TEXT SHOWN =
Sidebar: For some reason, when I ask people to pace for me, or when I agree to pace others, I am always SO paranoid that I won't be able to think of anything to talk about. But it's always fine. Matty is a great guy, an interesting dude, and we had plenty to talk about to fill the hours we spent together.

Matty brought me back through Ridgeline, my first real aid station in 14 miles, and first time seeing my crew in over 20 miles. They got me taken care of, warmed up, fed(I absolutely devoured some bacon and quesadillas) and got me back on my feet and out the door. The next stretch back through Texaco Hill and ending at Teterville was not particularly fast, as the bottoms of my feet were really starting to hurt and I was in between my every-6-hour Tylenol doses. I ran what I could in the hilly terrain, but did a lot of power-hiking in between. Highlights include the exceptionally bright and nearly full moon, hearing packs of coyotes hunting poor little furry things far away, and then again not so far away. Matty informed me that he had learned firsthand that mountain lions sound exactly like a screaming woman. Which gives me the heebie-jeebies in a big way. Luckily, no screaming women, but we did start to hear the telltale squeak of the oil derrick that gave Texaco Hill aid station its namesake.

At this point, it was Not-Fucking-Around cold, and I didn't want to stop long. I didn't even want to sit down for fear that my legs and everything attached to them(namely, my all-of-me) would lock up. But we stepped inside the warmth of the cramped aid station tent and I decided that I did need to get off of my feet, at least for a little while. The dude I had passed earlier who was the first to inform me of the bridge situation was sitting in there as well and had just made the decision to quit and take a DNF. He was much older, had numerous 100 mile finishes to his name, and his back was just done for. He kinda sounded like maybe he was done with 100s forever, but who knows.

I felt grateful for the strength I had left and begrudgingly got back on my feet after eating some hot ramen. We ventured back out into the cold, and got straight to work getting the blood and warmth flowing again with some good stretches of running. I don't remember much else from that stretch aside from loudly discussing the gun debate and several other hot button political topics, always taking the side of the argument that the folks living 'round these parts would most definitely take issue with. Luckily, they were all miles away and asleep and we could rant and rave to our hearts content. A long downhill led to the last turn towards Teterville, and our time together was at an end.

At the Teterville aid station, there was no "in the tent" option and no "sitting" option. I was relieved to not have to make such difficult choices as my crew got me fed and refilled, and before I knew it, Ashley and I were running off into the darkness. I confided in her that my "run" was really only a "shuffle" at this point, and I'm pretty sure she more or less refrained from using the word "run" for a good chunk of the rest of the race.

Once more, great conversation was to be had with my pacer, though I will admit she was a bit more of a whip-cracker than Matty had been, and for good reason. The real meat of the race was at hand. The last 25 miles...no planning left, no conserving, no decision making...whatever you've got left, you just put it on the table and see where it gets you. Ashley would let me hike stretches, but she would make sure I was either eating or drinking when I did it. And before long, she'd be right back on the whip, "Hey, you wanna try some shuffling for a bit?", I'd say yes, and off we'd go. She never had to convince me to run, all I needed was a reminder to move. There were stretches where hiking was actually the faster option, and in those cases, we'd hike.

Photo labels with bounding boxes:
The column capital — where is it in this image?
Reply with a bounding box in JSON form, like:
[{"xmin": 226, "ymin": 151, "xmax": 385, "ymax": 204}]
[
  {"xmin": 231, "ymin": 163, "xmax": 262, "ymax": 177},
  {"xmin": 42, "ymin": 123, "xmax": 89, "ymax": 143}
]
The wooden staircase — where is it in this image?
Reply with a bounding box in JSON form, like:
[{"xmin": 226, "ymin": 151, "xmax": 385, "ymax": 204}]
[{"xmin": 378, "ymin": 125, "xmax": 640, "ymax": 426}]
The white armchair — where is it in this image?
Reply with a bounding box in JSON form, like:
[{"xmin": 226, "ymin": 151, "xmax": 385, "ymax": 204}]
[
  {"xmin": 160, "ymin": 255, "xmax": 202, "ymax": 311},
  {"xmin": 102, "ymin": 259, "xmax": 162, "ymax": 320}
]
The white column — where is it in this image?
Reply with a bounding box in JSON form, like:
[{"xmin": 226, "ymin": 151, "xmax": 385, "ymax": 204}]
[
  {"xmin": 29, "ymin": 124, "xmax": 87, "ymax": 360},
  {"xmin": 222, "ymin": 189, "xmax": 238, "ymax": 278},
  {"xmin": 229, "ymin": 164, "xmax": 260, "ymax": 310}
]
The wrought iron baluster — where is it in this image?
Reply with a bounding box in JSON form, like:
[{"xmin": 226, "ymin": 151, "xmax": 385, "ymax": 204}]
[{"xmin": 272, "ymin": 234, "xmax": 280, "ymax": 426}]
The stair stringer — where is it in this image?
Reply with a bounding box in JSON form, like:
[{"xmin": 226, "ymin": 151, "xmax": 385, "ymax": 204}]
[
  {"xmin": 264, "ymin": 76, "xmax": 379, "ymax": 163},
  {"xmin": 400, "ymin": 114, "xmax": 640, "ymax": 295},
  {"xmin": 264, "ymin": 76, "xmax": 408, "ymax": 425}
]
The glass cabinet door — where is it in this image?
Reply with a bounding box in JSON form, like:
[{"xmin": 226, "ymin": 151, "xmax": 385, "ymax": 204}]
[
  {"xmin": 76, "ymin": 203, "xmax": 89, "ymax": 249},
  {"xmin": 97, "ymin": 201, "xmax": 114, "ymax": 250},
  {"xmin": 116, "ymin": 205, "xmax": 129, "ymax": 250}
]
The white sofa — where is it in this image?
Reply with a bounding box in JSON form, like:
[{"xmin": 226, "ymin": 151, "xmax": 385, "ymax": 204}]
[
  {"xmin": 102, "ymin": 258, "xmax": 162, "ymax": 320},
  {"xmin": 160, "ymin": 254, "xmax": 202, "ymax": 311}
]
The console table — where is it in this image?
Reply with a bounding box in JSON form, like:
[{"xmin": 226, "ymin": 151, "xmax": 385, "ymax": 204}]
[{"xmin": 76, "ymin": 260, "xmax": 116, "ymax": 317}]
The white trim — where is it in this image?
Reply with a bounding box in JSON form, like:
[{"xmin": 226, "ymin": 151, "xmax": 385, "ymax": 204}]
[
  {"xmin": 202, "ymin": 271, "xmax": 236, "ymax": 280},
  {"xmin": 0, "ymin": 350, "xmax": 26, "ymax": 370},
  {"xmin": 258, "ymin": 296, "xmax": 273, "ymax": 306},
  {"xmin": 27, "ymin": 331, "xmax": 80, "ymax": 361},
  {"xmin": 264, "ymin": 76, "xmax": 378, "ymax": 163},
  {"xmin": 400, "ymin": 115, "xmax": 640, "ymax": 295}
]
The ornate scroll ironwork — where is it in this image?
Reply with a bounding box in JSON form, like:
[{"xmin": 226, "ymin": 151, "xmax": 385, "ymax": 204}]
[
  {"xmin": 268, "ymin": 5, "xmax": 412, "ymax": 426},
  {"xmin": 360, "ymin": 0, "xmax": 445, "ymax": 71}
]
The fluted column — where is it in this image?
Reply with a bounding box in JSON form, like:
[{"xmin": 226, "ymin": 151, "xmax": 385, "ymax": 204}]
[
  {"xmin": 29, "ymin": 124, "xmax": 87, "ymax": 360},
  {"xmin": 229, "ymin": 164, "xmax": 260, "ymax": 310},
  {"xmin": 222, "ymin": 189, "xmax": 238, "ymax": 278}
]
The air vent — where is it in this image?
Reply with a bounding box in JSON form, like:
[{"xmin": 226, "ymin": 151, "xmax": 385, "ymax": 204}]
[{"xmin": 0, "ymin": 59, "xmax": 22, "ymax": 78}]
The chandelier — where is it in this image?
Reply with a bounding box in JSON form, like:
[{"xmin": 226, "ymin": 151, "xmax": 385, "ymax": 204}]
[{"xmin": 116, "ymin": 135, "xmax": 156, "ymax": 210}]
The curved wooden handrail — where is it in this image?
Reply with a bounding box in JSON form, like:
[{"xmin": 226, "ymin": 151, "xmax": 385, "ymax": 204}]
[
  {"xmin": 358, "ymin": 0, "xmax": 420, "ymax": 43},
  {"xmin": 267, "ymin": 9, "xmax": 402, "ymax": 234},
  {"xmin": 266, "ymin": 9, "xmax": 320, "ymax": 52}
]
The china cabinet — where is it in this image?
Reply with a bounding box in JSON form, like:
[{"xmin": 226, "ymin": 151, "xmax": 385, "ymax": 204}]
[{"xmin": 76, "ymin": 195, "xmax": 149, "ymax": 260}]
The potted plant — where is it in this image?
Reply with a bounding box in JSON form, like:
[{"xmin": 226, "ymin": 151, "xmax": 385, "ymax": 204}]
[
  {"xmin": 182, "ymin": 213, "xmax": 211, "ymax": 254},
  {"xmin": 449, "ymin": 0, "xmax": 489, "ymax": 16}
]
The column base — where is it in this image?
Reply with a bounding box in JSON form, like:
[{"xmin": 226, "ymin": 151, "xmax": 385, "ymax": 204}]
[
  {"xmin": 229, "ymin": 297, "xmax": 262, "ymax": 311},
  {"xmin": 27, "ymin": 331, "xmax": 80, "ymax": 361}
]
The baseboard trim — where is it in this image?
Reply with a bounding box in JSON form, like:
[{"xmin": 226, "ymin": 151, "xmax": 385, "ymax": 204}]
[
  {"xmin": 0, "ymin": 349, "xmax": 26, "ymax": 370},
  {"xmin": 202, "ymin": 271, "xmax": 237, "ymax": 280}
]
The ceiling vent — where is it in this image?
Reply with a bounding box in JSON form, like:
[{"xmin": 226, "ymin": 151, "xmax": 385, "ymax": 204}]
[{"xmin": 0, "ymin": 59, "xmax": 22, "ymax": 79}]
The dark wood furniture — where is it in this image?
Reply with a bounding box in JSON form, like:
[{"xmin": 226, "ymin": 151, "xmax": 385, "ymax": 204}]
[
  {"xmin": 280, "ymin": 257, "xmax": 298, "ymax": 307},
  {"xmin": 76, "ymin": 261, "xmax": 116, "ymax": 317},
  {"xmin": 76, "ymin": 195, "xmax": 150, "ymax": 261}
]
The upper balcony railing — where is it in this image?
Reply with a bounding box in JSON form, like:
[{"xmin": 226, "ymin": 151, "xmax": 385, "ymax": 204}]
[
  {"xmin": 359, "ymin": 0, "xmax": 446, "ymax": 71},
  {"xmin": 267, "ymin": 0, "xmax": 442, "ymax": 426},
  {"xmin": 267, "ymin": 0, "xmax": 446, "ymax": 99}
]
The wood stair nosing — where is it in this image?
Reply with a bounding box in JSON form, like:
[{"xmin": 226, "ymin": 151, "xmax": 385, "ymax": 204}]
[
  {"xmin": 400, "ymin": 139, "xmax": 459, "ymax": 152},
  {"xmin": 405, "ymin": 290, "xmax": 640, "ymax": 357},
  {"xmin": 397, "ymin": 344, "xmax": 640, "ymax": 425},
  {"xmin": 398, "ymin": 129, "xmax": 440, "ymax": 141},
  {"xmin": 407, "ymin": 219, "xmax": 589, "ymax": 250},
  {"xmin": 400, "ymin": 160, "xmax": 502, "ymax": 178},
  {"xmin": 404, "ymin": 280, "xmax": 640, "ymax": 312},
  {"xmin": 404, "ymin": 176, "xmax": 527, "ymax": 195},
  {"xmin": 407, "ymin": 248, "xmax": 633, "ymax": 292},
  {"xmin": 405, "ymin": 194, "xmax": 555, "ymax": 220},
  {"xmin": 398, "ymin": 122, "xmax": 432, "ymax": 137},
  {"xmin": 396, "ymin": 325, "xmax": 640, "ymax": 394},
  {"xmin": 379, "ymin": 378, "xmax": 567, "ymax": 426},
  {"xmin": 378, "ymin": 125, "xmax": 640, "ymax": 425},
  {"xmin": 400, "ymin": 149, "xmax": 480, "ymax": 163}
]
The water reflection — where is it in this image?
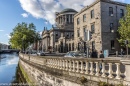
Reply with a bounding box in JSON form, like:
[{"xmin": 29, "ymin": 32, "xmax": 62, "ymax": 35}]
[{"xmin": 0, "ymin": 53, "xmax": 19, "ymax": 83}]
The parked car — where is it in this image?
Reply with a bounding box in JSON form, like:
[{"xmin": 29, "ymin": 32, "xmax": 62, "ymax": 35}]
[
  {"xmin": 64, "ymin": 51, "xmax": 86, "ymax": 57},
  {"xmin": 37, "ymin": 52, "xmax": 45, "ymax": 56}
]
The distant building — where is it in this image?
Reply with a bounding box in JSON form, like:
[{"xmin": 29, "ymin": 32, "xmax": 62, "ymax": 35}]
[
  {"xmin": 42, "ymin": 9, "xmax": 77, "ymax": 53},
  {"xmin": 74, "ymin": 0, "xmax": 126, "ymax": 53}
]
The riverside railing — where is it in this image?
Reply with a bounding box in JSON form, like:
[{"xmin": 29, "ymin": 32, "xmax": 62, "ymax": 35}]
[{"xmin": 21, "ymin": 55, "xmax": 130, "ymax": 85}]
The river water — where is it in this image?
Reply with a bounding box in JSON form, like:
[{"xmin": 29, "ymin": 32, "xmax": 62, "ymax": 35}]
[{"xmin": 0, "ymin": 53, "xmax": 19, "ymax": 84}]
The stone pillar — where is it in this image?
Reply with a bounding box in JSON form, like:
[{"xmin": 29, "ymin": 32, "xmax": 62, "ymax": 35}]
[{"xmin": 121, "ymin": 58, "xmax": 130, "ymax": 84}]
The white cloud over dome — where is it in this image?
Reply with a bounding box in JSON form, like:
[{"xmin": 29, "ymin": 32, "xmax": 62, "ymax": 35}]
[{"xmin": 19, "ymin": 0, "xmax": 124, "ymax": 24}]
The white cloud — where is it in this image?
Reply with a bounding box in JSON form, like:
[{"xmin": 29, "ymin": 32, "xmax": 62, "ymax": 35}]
[
  {"xmin": 21, "ymin": 13, "xmax": 28, "ymax": 18},
  {"xmin": 0, "ymin": 30, "xmax": 4, "ymax": 32},
  {"xmin": 5, "ymin": 34, "xmax": 11, "ymax": 38},
  {"xmin": 19, "ymin": 0, "xmax": 124, "ymax": 24}
]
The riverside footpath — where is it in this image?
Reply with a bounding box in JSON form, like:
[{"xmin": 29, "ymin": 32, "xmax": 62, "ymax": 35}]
[{"xmin": 19, "ymin": 53, "xmax": 130, "ymax": 86}]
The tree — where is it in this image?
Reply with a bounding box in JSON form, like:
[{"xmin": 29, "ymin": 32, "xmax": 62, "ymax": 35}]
[
  {"xmin": 9, "ymin": 22, "xmax": 39, "ymax": 50},
  {"xmin": 118, "ymin": 5, "xmax": 130, "ymax": 47}
]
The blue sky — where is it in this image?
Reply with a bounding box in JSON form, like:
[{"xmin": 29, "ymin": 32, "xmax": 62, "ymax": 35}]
[{"xmin": 0, "ymin": 0, "xmax": 130, "ymax": 44}]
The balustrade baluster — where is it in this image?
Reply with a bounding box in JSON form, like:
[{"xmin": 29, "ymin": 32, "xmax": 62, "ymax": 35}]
[
  {"xmin": 66, "ymin": 60, "xmax": 68, "ymax": 71},
  {"xmin": 102, "ymin": 62, "xmax": 106, "ymax": 77},
  {"xmin": 115, "ymin": 63, "xmax": 121, "ymax": 79},
  {"xmin": 80, "ymin": 61, "xmax": 84, "ymax": 73},
  {"xmin": 62, "ymin": 60, "xmax": 65, "ymax": 70},
  {"xmin": 49, "ymin": 59, "xmax": 52, "ymax": 67},
  {"xmin": 53, "ymin": 59, "xmax": 56, "ymax": 68},
  {"xmin": 108, "ymin": 63, "xmax": 113, "ymax": 78},
  {"xmin": 73, "ymin": 60, "xmax": 75, "ymax": 72},
  {"xmin": 95, "ymin": 62, "xmax": 100, "ymax": 76},
  {"xmin": 55, "ymin": 59, "xmax": 57, "ymax": 68},
  {"xmin": 85, "ymin": 61, "xmax": 89, "ymax": 74},
  {"xmin": 76, "ymin": 61, "xmax": 79, "ymax": 72},
  {"xmin": 57, "ymin": 59, "xmax": 60, "ymax": 69},
  {"xmin": 69, "ymin": 60, "xmax": 72, "ymax": 71},
  {"xmin": 90, "ymin": 62, "xmax": 94, "ymax": 75},
  {"xmin": 60, "ymin": 60, "xmax": 62, "ymax": 69}
]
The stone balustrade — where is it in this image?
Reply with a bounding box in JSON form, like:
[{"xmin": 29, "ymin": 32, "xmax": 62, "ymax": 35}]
[
  {"xmin": 19, "ymin": 55, "xmax": 130, "ymax": 85},
  {"xmin": 46, "ymin": 58, "xmax": 125, "ymax": 79}
]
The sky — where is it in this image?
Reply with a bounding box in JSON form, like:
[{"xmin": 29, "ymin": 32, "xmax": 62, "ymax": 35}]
[{"xmin": 0, "ymin": 0, "xmax": 130, "ymax": 44}]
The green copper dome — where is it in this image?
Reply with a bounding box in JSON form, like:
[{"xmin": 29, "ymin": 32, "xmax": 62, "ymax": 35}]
[{"xmin": 60, "ymin": 8, "xmax": 77, "ymax": 13}]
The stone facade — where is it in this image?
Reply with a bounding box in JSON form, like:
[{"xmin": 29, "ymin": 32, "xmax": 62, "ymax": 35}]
[
  {"xmin": 42, "ymin": 9, "xmax": 77, "ymax": 53},
  {"xmin": 74, "ymin": 0, "xmax": 126, "ymax": 53}
]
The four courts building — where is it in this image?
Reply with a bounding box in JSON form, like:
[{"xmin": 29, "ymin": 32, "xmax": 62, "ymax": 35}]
[
  {"xmin": 42, "ymin": 0, "xmax": 126, "ymax": 53},
  {"xmin": 42, "ymin": 9, "xmax": 77, "ymax": 53}
]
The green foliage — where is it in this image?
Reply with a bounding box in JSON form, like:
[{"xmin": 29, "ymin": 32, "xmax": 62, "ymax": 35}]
[
  {"xmin": 118, "ymin": 5, "xmax": 130, "ymax": 47},
  {"xmin": 10, "ymin": 22, "xmax": 40, "ymax": 50}
]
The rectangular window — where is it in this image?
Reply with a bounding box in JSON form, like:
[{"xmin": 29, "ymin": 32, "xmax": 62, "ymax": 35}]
[
  {"xmin": 109, "ymin": 7, "xmax": 113, "ymax": 16},
  {"xmin": 120, "ymin": 9, "xmax": 124, "ymax": 18},
  {"xmin": 83, "ymin": 27, "xmax": 88, "ymax": 41},
  {"xmin": 77, "ymin": 18, "xmax": 80, "ymax": 24},
  {"xmin": 83, "ymin": 14, "xmax": 86, "ymax": 22},
  {"xmin": 110, "ymin": 23, "xmax": 114, "ymax": 32},
  {"xmin": 91, "ymin": 24, "xmax": 95, "ymax": 34},
  {"xmin": 77, "ymin": 29, "xmax": 80, "ymax": 37},
  {"xmin": 91, "ymin": 10, "xmax": 94, "ymax": 18},
  {"xmin": 111, "ymin": 40, "xmax": 115, "ymax": 50}
]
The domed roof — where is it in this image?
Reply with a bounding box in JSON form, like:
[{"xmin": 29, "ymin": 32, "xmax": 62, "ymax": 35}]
[{"xmin": 60, "ymin": 8, "xmax": 77, "ymax": 13}]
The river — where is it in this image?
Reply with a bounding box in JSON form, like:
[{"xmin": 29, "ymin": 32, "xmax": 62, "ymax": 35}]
[{"xmin": 0, "ymin": 53, "xmax": 19, "ymax": 84}]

TASKS FOR THIS EXERCISE =
1 - In the race report, what did Matty say he had learned mountain lions sound like?
2 - Reproduce a passage of the race report word for word, beginning at the words "At this point, it" and stopping after the words "but who knows.".
The rows stand apart from the race report and are separate material.

TASK-BY-TASK OUTPUTS =
1 - Exactly like a screaming woman.

2 -
At this point, it was Not-Fucking-Around cold, and I didn't want to stop long. I didn't even want to sit down for fear that my legs and everything attached to them(namely, my all-of-me) would lock up. But we stepped inside the warmth of the cramped aid station tent and I decided that I did need to get off of my feet, at least for a little while. The dude I had passed earlier who was the first to inform me of the bridge situation was sitting in there as well and had just made the decision to quit and take a DNF. He was much older, had numerous 100 mile finishes to his name, and his back was just done for. He kinda sounded like maybe he was done with 100s forever, but who knows.